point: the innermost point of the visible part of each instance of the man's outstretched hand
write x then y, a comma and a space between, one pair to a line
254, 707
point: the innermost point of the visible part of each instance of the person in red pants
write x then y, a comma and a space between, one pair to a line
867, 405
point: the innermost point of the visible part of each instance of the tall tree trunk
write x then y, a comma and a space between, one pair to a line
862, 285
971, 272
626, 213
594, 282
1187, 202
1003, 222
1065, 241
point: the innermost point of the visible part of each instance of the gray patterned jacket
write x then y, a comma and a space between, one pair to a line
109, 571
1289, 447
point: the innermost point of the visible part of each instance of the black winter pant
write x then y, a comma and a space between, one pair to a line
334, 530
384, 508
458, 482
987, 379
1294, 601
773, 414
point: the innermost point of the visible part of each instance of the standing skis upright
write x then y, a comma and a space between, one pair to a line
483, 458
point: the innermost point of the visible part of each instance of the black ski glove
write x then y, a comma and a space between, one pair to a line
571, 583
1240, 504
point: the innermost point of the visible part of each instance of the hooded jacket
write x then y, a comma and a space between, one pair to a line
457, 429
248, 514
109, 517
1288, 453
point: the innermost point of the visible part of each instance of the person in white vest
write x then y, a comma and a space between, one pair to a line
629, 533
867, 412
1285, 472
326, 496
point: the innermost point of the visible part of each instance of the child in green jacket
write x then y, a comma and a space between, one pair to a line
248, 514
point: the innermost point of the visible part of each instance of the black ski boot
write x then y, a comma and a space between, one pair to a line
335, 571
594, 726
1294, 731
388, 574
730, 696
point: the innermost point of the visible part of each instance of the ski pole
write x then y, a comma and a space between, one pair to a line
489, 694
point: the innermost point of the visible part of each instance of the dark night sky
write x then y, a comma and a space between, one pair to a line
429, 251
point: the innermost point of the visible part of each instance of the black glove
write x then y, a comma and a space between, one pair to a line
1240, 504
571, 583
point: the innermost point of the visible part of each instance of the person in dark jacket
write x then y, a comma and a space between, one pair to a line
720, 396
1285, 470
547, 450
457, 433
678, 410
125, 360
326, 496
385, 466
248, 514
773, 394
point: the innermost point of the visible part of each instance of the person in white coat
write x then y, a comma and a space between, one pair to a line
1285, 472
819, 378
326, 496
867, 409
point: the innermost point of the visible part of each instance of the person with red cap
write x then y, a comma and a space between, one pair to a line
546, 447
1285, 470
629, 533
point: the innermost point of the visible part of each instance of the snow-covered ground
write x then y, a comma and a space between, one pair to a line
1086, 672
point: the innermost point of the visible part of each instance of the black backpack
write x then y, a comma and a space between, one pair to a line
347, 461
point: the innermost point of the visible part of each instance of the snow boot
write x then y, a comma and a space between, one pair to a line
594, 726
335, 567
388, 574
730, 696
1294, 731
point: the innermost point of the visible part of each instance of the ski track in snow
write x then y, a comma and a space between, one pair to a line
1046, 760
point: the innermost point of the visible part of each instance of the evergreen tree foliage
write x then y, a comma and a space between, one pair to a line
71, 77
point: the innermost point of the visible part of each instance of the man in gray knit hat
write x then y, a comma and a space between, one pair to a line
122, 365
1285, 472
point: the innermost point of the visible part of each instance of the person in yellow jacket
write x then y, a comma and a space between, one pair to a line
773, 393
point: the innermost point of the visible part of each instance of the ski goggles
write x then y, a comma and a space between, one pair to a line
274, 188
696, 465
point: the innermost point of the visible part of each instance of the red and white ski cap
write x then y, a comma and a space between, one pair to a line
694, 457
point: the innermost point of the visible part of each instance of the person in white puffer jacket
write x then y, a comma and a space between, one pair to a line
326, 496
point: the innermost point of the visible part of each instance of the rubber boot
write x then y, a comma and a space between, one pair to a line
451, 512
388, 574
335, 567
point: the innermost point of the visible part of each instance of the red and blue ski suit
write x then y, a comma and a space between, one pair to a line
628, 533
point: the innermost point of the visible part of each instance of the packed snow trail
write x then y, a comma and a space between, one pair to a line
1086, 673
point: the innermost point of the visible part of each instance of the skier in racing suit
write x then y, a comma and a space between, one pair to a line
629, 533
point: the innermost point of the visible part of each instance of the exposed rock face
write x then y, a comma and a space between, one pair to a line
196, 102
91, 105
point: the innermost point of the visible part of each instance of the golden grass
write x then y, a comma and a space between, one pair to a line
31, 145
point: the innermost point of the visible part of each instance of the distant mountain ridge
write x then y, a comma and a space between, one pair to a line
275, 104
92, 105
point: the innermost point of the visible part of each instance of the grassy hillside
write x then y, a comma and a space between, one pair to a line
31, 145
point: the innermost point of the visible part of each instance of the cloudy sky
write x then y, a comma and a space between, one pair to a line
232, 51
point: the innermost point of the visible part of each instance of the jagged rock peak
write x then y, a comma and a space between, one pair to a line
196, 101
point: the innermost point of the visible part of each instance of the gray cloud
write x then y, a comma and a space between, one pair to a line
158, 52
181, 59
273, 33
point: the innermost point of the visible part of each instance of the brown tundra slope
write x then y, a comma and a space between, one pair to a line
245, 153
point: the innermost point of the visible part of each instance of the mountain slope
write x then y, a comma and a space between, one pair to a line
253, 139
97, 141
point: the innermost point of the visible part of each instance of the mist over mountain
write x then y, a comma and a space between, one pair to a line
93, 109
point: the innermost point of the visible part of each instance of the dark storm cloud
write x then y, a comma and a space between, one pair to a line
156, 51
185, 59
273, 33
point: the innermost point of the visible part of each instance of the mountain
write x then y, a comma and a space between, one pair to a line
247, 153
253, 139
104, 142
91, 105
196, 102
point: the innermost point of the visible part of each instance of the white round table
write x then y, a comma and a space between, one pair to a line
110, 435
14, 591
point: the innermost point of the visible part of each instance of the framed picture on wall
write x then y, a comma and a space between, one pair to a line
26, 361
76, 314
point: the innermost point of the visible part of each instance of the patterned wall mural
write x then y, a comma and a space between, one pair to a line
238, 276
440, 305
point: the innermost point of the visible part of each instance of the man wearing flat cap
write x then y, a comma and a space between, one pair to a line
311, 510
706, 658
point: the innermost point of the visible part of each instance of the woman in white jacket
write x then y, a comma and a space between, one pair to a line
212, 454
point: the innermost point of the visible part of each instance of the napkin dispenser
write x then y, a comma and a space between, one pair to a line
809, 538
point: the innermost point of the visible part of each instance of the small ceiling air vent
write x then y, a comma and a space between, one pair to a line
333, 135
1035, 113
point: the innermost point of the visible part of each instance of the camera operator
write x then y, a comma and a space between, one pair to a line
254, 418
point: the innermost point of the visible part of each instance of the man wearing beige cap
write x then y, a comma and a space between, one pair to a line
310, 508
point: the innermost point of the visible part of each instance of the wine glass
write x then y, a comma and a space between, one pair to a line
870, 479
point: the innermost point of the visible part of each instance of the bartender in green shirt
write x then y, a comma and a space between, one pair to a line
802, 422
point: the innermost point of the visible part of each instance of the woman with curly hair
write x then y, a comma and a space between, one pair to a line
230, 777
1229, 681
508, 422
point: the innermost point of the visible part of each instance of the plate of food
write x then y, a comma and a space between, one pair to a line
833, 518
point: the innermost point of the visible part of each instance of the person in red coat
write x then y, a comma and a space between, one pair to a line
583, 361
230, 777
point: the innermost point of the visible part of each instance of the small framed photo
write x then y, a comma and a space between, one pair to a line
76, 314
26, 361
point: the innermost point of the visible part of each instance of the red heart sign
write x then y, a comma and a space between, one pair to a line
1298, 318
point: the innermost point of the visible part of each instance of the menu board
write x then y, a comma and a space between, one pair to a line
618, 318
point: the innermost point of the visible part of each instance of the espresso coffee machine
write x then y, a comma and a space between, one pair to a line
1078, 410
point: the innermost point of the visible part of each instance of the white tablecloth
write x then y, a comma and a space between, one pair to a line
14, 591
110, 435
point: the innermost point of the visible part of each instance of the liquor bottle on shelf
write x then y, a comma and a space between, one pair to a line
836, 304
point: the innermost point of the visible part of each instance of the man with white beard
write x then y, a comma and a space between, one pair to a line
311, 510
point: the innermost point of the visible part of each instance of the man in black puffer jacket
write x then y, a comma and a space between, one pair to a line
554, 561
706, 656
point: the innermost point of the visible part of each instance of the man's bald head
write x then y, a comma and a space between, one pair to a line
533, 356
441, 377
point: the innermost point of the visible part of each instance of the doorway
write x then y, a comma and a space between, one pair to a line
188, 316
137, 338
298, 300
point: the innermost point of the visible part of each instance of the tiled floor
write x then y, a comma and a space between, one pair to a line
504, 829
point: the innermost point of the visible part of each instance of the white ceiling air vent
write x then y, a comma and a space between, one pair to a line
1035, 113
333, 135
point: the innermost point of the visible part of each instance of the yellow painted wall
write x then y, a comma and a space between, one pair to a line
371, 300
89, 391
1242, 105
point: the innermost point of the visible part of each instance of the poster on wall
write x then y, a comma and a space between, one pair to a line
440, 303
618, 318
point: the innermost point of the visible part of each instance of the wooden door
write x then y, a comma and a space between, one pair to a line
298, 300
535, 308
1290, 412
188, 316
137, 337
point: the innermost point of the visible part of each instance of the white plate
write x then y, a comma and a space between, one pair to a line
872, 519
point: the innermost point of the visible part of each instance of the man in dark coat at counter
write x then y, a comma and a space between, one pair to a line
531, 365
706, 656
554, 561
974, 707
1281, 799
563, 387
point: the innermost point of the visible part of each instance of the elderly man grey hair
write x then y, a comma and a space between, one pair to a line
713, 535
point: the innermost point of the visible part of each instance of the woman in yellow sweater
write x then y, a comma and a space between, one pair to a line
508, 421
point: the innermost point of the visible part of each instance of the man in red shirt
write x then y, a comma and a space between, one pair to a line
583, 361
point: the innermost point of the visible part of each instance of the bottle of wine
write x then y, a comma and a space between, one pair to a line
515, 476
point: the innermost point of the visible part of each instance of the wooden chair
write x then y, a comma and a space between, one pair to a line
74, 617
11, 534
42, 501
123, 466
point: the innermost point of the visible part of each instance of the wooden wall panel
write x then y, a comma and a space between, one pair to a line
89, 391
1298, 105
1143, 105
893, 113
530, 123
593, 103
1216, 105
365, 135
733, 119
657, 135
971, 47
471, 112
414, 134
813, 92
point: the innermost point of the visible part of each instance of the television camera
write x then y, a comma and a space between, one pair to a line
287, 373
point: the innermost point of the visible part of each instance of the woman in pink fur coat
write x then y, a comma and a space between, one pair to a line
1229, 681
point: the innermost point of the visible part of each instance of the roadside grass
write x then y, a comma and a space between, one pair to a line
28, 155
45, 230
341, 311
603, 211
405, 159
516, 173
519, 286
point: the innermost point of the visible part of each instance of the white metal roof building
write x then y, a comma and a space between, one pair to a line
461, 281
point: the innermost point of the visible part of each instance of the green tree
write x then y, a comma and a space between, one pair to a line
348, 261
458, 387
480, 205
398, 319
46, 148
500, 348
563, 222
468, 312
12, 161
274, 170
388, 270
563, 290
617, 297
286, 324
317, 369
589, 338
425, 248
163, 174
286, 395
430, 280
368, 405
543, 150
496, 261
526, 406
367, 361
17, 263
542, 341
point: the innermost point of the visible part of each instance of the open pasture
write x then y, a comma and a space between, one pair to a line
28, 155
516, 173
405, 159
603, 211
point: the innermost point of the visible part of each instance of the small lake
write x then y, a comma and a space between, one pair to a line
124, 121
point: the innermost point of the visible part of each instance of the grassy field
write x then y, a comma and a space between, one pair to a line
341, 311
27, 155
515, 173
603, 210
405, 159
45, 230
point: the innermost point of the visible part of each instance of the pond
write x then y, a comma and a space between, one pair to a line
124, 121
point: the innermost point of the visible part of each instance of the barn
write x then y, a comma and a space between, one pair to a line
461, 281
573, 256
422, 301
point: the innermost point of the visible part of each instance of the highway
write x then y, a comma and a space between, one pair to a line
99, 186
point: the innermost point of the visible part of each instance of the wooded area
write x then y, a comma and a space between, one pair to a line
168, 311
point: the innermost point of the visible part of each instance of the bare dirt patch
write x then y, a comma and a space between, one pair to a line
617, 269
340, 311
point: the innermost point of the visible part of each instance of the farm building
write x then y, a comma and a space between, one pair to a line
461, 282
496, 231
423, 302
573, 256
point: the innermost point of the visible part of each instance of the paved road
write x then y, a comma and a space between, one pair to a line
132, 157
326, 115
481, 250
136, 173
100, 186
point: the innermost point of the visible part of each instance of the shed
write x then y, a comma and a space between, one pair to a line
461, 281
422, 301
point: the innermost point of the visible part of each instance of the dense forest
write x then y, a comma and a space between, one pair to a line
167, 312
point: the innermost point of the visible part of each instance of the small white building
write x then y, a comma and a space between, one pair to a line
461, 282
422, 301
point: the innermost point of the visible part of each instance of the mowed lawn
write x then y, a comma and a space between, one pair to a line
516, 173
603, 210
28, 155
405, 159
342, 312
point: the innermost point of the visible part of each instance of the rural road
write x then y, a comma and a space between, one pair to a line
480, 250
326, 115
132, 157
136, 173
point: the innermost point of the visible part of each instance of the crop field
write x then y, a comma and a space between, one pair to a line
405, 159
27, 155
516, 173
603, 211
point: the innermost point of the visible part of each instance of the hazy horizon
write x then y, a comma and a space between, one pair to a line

□ □ □

** WHAT IS REQUIRED **
In the entries above, find the line containing "the dense forest". Set down that line and every line after it through the last one, exactly and alone.

** WORKED SOLUTION **
point: the innermost point of the visible part of each instance of the dense forest
write x then y, a comma and a space between, one pair to a line
167, 312
point: the innermost point of the visible part of each instance of the small white building
write x then y, a comma and a space between, one pair to a line
461, 282
422, 301
point: the innermost point of the visible part of each instance of the mowed lawn
write x then y, a comma and a space between, one pair to a line
516, 173
603, 210
28, 155
405, 159
342, 312
point: the innermost point of the visible part of each instance of the rural road
write x then y, a comma and a space between, one pair to a line
480, 250
326, 115
132, 157
136, 173
point: the innermost point of the visible part of each instance of the crop field
write x then y, a comma and a space between, one pair to a line
405, 159
27, 155
516, 173
603, 211
point: the innermost point of the visible part of each instance of the hazy horizon
write x then y, a comma and a space between, one pair to a line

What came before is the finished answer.